* **Problems to solve**:
[1] According to the compensation plan text, what should an employee's salary be based on?
[2] Reproduce the records word for word, from their beginning through the line containing "point(1011, 785)", with both ends included. Leave the pictures out.

Write a Compensation Plan

As a business owner, you will budget for salaries by writing a compensation plan. The purpose of the plan is to pay your employees an adequate salary without paying too much. Since salaries make up a large percentage of a business’ expenses, you’ll get in trouble if you don’t carefully plan what to pay your staff. Research salaries for comparable positions at other businesses and then draft a compensation plan. You’ll need to consider benefits and possible incentives.[1] When your business grows, you’ll need to hire new staff and possibly add to your compensation plan.

Steps

Developing a Plan

  1. Draft a list of employee positions. Sit down and list out all of the employees you will need to run your business. If you have no idea, then reach out to another business owner in your industry and ask.
    • For example, you might need one part-time receptionist, a personal assistant, and two full-time associates.
    • Be as comprehensive as possible. If you find out you need to add staff, then you’ll need to find the money to pay this person. You won’t be able to reduce your current employees’ compensation to pay for them.
  2. Write job descriptions. You need to write out a description of a job so that you can find salaries of comparable jobs. For example, what you think a receptionist might do could be what most businesses have personal assistants do. You want to pay a reasonable salary based on job requirements and skills, not title. A proper job description should include the following:[2]
    • job title
    • day-to-day responsibilities, such as “answers the phones and forwards caller to appropriate personnel”

* **Input rows**:
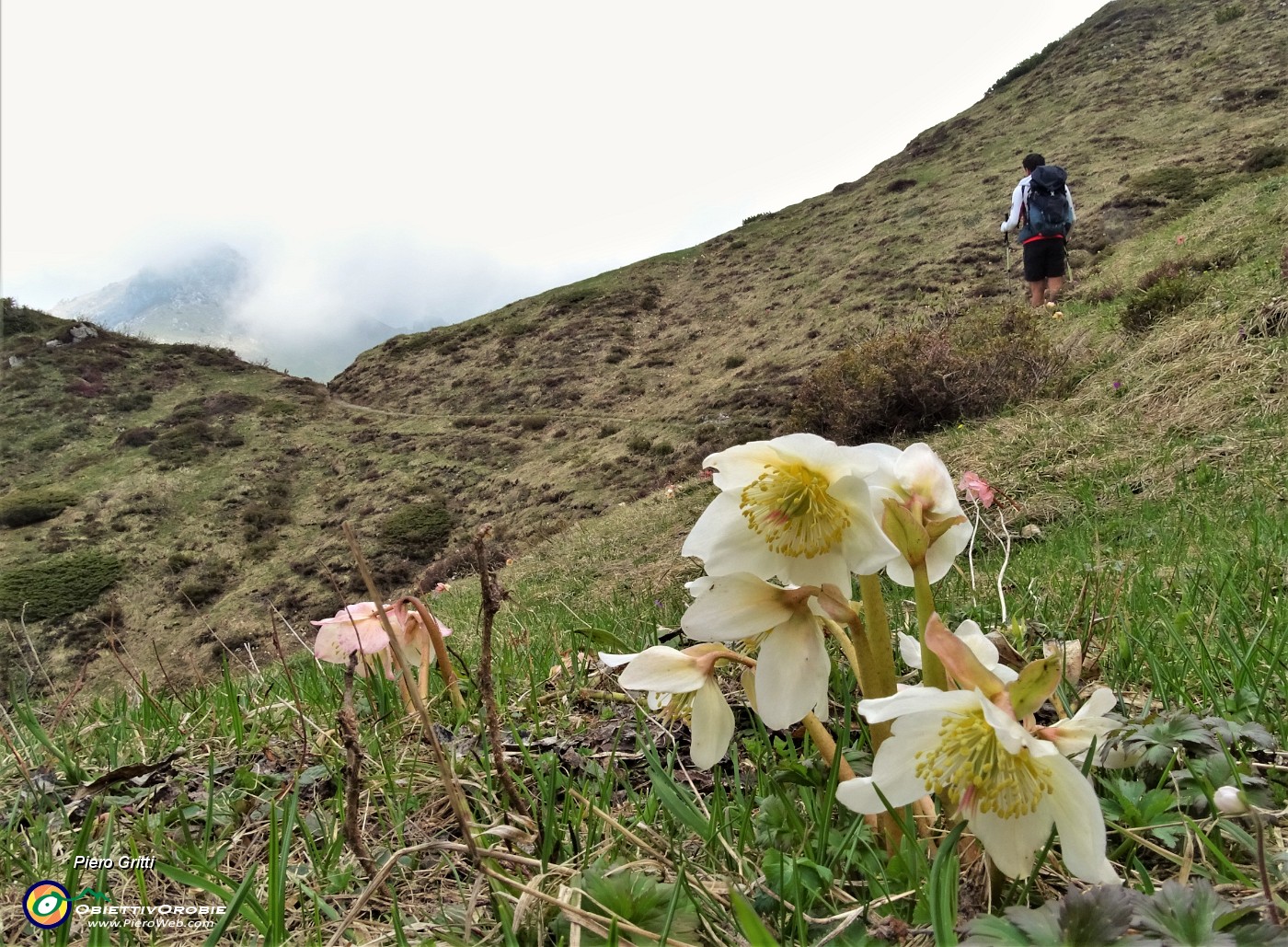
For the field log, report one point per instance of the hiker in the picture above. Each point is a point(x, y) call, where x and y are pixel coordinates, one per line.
point(1043, 225)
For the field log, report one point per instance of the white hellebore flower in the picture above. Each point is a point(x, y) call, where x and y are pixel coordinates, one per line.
point(792, 664)
point(796, 508)
point(663, 672)
point(974, 638)
point(917, 477)
point(1011, 785)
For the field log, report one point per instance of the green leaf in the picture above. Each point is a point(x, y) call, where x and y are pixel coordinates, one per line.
point(749, 921)
point(675, 803)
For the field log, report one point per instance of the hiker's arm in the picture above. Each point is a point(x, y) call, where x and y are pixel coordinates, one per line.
point(1013, 219)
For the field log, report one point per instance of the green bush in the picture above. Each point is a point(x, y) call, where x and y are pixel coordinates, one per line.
point(918, 377)
point(418, 530)
point(209, 583)
point(1161, 298)
point(639, 444)
point(1265, 157)
point(57, 586)
point(1021, 68)
point(132, 401)
point(34, 505)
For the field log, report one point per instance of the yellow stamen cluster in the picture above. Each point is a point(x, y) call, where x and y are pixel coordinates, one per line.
point(789, 506)
point(972, 769)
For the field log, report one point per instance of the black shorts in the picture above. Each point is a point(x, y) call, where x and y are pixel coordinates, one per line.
point(1043, 258)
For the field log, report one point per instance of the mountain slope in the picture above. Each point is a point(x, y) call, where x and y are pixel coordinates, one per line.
point(1152, 107)
point(218, 489)
point(197, 300)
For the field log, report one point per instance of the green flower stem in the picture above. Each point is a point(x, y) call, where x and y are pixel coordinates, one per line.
point(857, 653)
point(933, 673)
point(826, 746)
point(876, 633)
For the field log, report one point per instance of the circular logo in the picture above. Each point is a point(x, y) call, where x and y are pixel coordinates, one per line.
point(47, 905)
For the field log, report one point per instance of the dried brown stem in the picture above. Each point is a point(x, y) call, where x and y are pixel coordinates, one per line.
point(492, 598)
point(453, 786)
point(443, 659)
point(348, 724)
point(295, 693)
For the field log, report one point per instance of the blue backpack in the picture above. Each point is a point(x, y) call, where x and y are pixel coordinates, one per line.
point(1047, 212)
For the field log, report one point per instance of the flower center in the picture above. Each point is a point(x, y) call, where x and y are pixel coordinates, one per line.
point(974, 770)
point(789, 506)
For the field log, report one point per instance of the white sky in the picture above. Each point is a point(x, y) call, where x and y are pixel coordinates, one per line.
point(431, 157)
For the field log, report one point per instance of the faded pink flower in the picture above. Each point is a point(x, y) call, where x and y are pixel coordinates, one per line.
point(975, 487)
point(357, 628)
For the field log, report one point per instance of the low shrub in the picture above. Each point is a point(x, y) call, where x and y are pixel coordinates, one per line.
point(132, 401)
point(209, 583)
point(918, 377)
point(28, 506)
point(1265, 157)
point(639, 444)
point(418, 530)
point(1161, 298)
point(58, 586)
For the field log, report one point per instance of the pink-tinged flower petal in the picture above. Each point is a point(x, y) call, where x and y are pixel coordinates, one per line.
point(794, 508)
point(960, 660)
point(711, 725)
point(663, 669)
point(1075, 734)
point(975, 487)
point(730, 608)
point(791, 674)
point(351, 629)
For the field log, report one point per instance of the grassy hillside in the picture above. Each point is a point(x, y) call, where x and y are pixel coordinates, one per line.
point(213, 491)
point(165, 511)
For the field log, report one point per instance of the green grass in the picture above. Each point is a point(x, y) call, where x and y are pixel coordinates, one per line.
point(1178, 602)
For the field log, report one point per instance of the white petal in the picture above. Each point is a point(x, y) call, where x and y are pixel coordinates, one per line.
point(894, 770)
point(1010, 734)
point(866, 547)
point(711, 725)
point(1100, 702)
point(918, 699)
point(830, 569)
point(946, 549)
point(1013, 843)
point(1079, 824)
point(910, 650)
point(737, 467)
point(662, 669)
point(791, 674)
point(727, 544)
point(734, 607)
point(921, 472)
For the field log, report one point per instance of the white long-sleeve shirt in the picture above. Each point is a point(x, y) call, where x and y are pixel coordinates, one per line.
point(1018, 196)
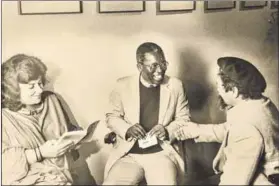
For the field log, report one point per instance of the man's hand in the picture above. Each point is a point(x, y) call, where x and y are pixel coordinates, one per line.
point(136, 131)
point(52, 149)
point(159, 131)
point(187, 131)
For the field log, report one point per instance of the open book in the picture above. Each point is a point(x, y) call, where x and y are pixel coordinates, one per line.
point(79, 136)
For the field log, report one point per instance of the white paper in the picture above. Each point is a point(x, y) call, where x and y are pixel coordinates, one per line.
point(148, 141)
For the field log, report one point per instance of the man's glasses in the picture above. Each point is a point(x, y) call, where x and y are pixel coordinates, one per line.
point(154, 66)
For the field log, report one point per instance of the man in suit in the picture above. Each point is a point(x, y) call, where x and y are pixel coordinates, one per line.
point(249, 154)
point(149, 104)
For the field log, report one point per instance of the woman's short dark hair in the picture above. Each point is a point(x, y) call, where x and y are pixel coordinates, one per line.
point(239, 73)
point(19, 68)
point(149, 47)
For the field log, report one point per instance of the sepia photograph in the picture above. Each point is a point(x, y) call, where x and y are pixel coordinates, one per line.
point(174, 6)
point(139, 92)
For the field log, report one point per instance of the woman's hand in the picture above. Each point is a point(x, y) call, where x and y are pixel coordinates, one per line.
point(53, 149)
point(188, 131)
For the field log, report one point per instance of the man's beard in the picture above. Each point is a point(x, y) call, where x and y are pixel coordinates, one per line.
point(222, 104)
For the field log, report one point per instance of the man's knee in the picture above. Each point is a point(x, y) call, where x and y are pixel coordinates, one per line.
point(124, 172)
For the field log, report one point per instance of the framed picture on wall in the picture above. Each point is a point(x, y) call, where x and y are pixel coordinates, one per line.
point(219, 5)
point(120, 6)
point(175, 6)
point(49, 7)
point(244, 5)
point(274, 4)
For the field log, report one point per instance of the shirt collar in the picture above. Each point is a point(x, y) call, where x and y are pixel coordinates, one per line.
point(147, 84)
point(31, 112)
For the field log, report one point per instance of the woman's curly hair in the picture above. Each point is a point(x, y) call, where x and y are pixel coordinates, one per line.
point(20, 68)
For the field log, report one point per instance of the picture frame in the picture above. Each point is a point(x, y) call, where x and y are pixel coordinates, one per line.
point(219, 5)
point(120, 6)
point(175, 6)
point(247, 5)
point(274, 4)
point(49, 7)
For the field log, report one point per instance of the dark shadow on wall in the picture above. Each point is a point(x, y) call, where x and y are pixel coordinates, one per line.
point(194, 74)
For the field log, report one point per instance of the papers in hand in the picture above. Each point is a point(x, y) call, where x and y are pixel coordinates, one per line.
point(79, 136)
point(148, 141)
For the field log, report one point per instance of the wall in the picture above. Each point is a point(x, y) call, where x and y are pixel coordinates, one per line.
point(87, 52)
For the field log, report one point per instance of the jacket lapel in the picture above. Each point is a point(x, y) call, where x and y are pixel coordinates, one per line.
point(164, 100)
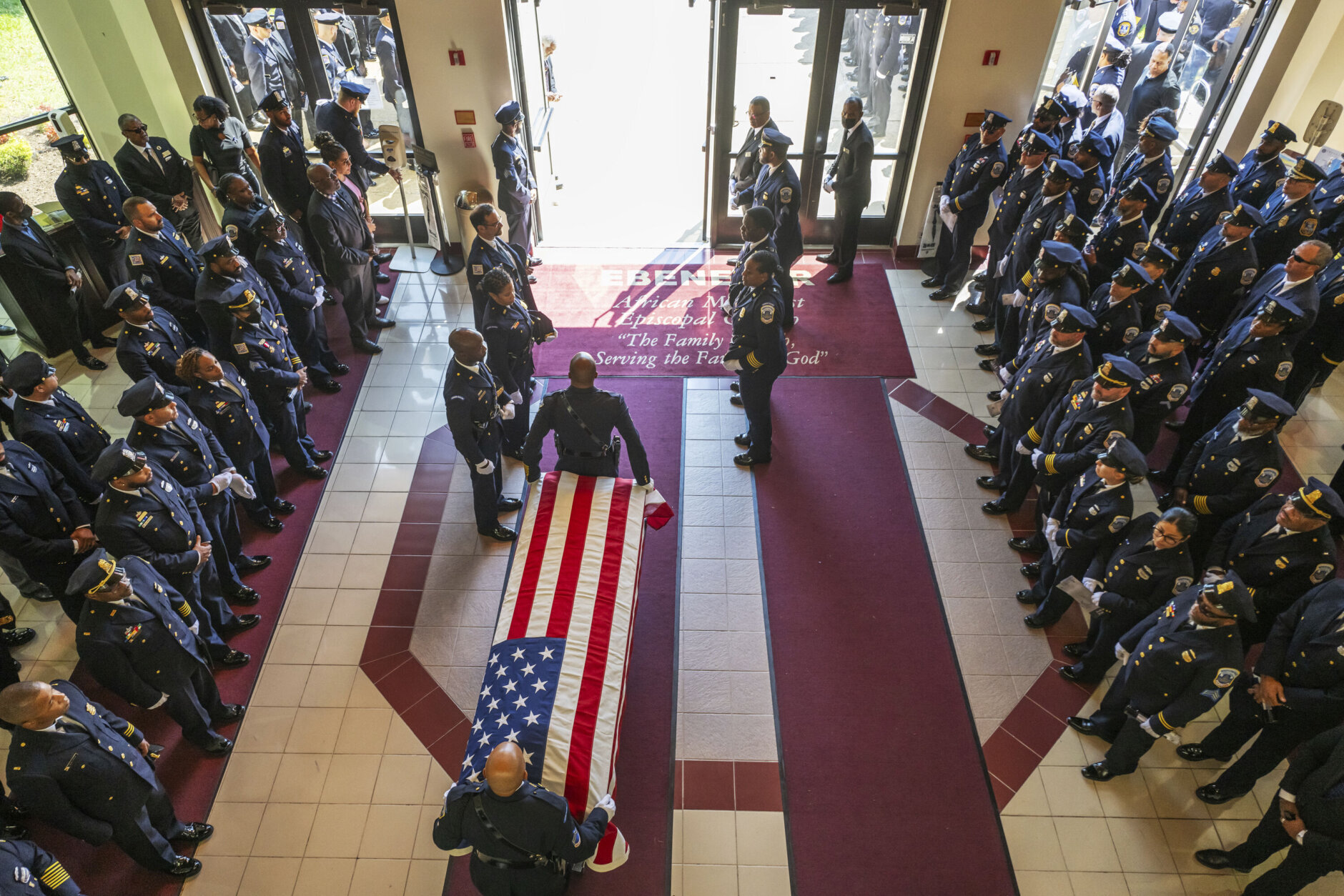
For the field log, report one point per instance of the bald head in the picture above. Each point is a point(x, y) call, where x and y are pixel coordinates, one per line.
point(582, 369)
point(505, 769)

* **Answers provided**:
[1] Job requirements and skills, not title.

[2]
For the field log, report one point per instance of the hiker in the picture above. Each point is a point(x, y) call, where x and y are pixel coordinates, one per line.
point(1043, 225)
For the field log, report one point per instance of the white hellebore flower in the picture above. Each point is a point(x, y) call, where x and y are pixel coordinates, one per line.
point(792, 664)
point(796, 508)
point(663, 672)
point(974, 638)
point(917, 477)
point(1011, 785)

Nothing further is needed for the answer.